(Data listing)
╭──
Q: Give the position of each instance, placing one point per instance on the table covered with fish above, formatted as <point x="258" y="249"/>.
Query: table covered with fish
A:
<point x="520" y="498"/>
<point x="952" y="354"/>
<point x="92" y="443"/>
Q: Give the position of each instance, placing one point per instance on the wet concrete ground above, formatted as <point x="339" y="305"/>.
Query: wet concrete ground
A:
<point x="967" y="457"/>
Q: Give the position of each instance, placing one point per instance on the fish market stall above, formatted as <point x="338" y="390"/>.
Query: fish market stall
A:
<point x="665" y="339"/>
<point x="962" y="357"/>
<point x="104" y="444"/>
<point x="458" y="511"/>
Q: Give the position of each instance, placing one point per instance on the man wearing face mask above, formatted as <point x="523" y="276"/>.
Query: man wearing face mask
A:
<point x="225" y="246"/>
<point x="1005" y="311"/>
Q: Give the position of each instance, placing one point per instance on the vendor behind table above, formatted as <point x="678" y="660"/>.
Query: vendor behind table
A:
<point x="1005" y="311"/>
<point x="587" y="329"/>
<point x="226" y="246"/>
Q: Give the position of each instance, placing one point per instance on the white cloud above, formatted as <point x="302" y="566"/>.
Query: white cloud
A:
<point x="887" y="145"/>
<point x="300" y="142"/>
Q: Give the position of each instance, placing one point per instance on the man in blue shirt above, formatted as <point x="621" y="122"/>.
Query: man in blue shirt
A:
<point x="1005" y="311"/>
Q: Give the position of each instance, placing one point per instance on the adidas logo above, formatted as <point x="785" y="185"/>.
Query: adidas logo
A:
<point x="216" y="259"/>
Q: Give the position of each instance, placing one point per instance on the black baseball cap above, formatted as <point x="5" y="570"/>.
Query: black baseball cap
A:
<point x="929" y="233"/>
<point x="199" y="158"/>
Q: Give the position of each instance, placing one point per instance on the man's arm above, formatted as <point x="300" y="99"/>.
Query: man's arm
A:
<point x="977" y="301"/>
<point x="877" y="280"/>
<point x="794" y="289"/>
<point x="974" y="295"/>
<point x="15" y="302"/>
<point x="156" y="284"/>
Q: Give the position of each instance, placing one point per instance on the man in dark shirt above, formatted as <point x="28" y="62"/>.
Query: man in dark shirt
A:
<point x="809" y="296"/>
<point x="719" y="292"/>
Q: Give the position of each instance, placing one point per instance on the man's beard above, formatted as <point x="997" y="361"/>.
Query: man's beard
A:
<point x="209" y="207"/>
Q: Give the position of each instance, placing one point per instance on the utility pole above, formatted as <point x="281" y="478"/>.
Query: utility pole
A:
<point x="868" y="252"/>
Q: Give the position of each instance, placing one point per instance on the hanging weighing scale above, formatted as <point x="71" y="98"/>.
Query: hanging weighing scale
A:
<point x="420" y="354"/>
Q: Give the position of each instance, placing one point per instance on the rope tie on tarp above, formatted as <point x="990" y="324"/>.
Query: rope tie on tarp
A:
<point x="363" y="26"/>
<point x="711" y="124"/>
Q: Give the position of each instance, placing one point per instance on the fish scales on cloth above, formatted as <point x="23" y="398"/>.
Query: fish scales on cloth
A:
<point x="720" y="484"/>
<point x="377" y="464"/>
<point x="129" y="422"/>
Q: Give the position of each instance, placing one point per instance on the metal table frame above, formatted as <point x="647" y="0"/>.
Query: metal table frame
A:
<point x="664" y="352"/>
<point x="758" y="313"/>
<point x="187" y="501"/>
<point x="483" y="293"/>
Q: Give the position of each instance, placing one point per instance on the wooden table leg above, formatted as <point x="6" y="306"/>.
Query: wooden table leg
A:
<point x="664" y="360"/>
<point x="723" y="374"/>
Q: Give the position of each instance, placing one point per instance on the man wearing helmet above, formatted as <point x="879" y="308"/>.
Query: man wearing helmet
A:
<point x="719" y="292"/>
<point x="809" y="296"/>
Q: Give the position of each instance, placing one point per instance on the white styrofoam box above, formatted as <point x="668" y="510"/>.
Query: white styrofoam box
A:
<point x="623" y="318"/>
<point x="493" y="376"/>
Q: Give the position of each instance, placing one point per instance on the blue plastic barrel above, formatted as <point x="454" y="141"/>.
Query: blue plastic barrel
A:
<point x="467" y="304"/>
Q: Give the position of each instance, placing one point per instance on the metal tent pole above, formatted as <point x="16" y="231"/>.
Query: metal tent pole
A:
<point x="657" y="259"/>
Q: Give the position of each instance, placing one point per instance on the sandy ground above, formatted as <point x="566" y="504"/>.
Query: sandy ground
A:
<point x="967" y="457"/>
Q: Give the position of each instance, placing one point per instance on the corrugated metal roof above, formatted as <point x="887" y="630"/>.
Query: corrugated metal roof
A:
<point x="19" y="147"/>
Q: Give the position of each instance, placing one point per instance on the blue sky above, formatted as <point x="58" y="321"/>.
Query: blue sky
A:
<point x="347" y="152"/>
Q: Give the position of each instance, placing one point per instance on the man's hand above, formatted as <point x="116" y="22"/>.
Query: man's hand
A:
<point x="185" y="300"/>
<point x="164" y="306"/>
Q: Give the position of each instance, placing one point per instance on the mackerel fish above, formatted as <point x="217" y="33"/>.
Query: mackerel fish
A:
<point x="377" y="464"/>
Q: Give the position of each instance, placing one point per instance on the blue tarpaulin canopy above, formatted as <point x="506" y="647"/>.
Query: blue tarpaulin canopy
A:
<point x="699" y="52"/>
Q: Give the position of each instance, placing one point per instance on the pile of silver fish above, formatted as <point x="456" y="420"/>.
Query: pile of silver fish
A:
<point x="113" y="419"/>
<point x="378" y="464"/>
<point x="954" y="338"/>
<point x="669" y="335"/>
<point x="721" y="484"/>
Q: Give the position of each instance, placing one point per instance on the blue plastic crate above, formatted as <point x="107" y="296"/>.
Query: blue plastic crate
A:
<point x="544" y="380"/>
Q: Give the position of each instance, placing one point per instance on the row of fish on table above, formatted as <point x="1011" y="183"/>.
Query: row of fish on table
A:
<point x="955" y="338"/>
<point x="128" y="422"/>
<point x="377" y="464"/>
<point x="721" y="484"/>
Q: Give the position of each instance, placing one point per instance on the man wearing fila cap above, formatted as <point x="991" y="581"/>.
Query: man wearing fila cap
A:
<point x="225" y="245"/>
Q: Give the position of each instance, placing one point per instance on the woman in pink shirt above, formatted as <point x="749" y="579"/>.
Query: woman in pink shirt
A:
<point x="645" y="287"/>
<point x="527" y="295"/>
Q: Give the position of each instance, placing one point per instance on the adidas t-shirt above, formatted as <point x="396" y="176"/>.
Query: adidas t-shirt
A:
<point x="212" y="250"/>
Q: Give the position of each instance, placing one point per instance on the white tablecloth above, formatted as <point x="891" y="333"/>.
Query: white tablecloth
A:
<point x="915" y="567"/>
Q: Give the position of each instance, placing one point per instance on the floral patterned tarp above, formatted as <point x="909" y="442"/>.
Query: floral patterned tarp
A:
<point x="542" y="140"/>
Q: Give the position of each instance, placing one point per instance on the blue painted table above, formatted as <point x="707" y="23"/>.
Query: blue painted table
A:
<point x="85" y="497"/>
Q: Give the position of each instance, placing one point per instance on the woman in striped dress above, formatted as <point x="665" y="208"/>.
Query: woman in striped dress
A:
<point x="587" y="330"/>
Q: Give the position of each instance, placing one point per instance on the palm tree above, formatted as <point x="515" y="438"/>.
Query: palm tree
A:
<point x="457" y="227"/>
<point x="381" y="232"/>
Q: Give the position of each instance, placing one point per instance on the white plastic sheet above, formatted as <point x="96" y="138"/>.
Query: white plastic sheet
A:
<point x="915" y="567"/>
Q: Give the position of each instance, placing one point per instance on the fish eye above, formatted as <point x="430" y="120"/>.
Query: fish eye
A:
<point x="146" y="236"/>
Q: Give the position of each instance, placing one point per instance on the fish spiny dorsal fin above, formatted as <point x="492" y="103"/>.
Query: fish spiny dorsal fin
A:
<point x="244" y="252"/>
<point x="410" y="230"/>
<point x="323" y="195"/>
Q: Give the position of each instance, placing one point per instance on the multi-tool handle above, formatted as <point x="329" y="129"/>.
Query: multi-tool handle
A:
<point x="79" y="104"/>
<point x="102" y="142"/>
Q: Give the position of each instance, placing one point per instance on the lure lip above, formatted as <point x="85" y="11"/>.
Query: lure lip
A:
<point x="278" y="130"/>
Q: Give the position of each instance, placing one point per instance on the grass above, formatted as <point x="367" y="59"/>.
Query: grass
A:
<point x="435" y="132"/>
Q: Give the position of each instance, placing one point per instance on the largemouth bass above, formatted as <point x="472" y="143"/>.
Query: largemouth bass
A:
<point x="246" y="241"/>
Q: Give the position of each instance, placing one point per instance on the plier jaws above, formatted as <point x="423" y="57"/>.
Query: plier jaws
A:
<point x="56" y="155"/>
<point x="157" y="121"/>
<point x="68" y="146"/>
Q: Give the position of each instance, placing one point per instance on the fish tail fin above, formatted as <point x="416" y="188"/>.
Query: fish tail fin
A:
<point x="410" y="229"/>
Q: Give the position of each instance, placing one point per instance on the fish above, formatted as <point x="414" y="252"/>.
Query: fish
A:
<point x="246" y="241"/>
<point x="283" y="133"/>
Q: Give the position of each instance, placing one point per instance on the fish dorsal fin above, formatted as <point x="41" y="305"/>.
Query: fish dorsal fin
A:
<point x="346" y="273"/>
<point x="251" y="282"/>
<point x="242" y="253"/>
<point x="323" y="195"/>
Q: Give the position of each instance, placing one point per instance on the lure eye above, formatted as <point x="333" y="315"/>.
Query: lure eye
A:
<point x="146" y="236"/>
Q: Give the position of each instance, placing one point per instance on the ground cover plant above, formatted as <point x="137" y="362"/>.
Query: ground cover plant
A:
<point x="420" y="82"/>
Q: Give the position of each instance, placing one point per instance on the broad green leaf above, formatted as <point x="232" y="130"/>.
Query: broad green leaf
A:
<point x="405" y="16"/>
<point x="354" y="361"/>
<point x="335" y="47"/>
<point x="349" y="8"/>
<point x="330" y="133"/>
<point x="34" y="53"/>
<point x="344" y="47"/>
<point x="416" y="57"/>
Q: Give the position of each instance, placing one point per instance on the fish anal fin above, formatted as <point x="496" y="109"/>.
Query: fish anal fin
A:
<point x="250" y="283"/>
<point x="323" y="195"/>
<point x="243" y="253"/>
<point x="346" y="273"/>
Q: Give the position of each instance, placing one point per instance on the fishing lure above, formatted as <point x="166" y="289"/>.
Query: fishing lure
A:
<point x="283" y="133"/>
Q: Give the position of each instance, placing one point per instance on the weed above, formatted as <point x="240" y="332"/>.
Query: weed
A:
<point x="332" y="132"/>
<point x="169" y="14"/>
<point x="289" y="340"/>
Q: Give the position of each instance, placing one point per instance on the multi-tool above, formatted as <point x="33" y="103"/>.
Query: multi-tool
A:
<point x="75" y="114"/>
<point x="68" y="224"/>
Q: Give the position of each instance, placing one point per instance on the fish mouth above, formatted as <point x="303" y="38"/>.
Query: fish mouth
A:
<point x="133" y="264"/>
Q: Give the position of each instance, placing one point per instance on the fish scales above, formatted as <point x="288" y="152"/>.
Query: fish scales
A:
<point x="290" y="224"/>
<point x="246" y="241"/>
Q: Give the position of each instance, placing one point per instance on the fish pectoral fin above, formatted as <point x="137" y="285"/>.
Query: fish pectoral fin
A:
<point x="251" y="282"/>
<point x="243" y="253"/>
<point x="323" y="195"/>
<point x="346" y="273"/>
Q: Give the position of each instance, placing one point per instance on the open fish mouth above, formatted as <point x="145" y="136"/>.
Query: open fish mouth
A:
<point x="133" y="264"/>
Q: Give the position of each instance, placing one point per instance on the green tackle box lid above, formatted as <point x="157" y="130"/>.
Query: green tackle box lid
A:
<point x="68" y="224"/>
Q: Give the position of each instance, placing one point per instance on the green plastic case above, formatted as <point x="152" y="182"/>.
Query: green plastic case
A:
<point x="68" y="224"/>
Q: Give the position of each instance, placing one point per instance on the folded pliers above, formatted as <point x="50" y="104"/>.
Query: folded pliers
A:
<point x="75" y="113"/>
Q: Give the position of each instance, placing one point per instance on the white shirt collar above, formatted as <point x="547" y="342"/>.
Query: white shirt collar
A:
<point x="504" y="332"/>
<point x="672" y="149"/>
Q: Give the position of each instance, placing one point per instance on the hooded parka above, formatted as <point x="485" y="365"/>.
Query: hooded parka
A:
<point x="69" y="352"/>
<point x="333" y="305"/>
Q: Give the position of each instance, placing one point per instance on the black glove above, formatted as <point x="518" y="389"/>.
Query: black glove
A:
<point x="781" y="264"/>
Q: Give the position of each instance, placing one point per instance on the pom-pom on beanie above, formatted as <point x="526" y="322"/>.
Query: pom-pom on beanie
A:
╰──
» To do
Copy only this span: the line that contains "the green tackle", the last line, and every line between them.

» The output
Q: Give the position of each instance, placing one point per instance on the green tackle box lid above, formatted as <point x="157" y="130"/>.
Query: green tackle box lid
A:
<point x="68" y="224"/>
Q: Give the position of each instance, placing one point per instance on the green plastic case above, formatted as <point x="152" y="182"/>.
Query: green plastic case
A:
<point x="68" y="224"/>
Q: Give the position of each instance, placing one point per instance on the folded pliers above, formatted as <point x="50" y="104"/>.
Query: folded pliers
A:
<point x="75" y="113"/>
Q: Give the position of each instance, placing one point per instance on the white shirt collar above, formatted as <point x="547" y="342"/>.
Query: white shirt collar
A:
<point x="504" y="332"/>
<point x="672" y="149"/>
Q: Give the position of each instance, placing one point per instance on the hooded parka above, formatted as <point x="485" y="365"/>.
Query: hooded parka
A:
<point x="69" y="352"/>
<point x="333" y="305"/>
Q: Give the position of each instance, placing one point per instance on the black glove above, formatted as <point x="518" y="389"/>.
Query: black glove
A:
<point x="781" y="264"/>
Q: Give the position of each instance, placing one point per instance on the pom-pom on beanie above, formatted as <point x="526" y="322"/>.
Query: pom-pom on beanie
A:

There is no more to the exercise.